## ACTIONS TO TAKE
1 > Return the passage from the hindsight experience replay article word for word, beginning at the words that have "Humane Explanations: Hindsight" and stopping after "in football (soccer).".
2 > Decide whether each statement below agrees with the hindsight experience replay article, answering yes or no and quoting the deciding words of the article exactly. (a) The coach asks for a shot at the bottom right corner only after a certain accuracy is reached on the first goal. (b) The article names three golden rules of writing. (c) The new goal takes longer to master than the first one did.

## GIVEN TEXT

'''

Humane Explanations: Hindsight Experience Replay (HER)

Ra Bot
3 min readJan 7, 2022

In the ‘Humane Explanation’ series of articles, I aim to explain technical terms (and/or jargons) motivated by the four golden rules of writing: clarity, simplicity, brevity, and humanity — focusing on the last (and not the least).

Humane scenario: consider practicing taking penalty (spot) kicks in football (soccer).

Hindsight Experience Replay (HER) [1]: consider practicing taking penalty kicks in football (aka soccer). You are aiming to hit the top left corner of the nets by angling your shooting foot, body position, shot technique and such. In your practice shots, one specific angling is making the ball go to the right corner instead. Another time, you notice certain angles make the ball stay on the ground instead of the desired elevation you are seeking. You take note of these angles, and techniques and focus on avoiding them for your current goal (of shooting the top left corner). After you have achieved a certain accuracy and proficiency level for your current goal, your coach comes up and asks you to try the bottom right corner this time. You immediately recall that certain foot angles make the ball to go to the right corner, and the some others that make the ball stay on ground. You combine that hindsight knowledge with your now acquired proficiency of getting the elevation to hit the top of the post (like hitting the ball at a lower point), and you know you don’t want to hit the ball lower now with your new objective (trying to keep the shot on ground). With these hindsight knowledge, you take a crack at the new goal (of shooting the bottom right corner), and to your (and the coach’s) amazement, you master this new goal in a considerably shorter time than your previous goal’s drill! There is a significant ramp-up on efficiency over having to learn the new goal from scratch — say you came back the next week with your hindsight memory cleared.

'''

## INFORMATION SHOWN
'''

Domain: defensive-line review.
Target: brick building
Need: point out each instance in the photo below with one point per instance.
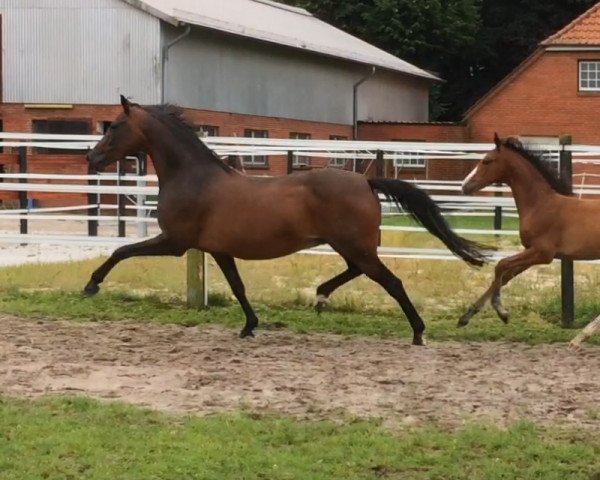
(554, 92)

'''

## SOLUTIONS PER TASK
1 >
Humane Explanations: Hindsight Experience Replay (HER)

Ra Bot
3 min readJan 7, 2022

In the ‘Humane Explanation’ series of articles, I aim to explain technical terms (and/or jargons) motivated by the four golden rules of writing: clarity, simplicity, brevity, and humanity — focusing on the last (and not the least).

Humane scenario: consider practicing taking penalty (spot) kicks in football (soccer).

2 >
(a) Yes: "After you have achieved a certain accuracy and proficiency level for your current goal, your coach comes up and asks you to try the bottom right corner this time."
(b) No: "the four golden rules of writing: clarity, simplicity, brevity, and humanity"
(c) No: "you master this new goal in a considerably shorter time than your previous goal’s drill!"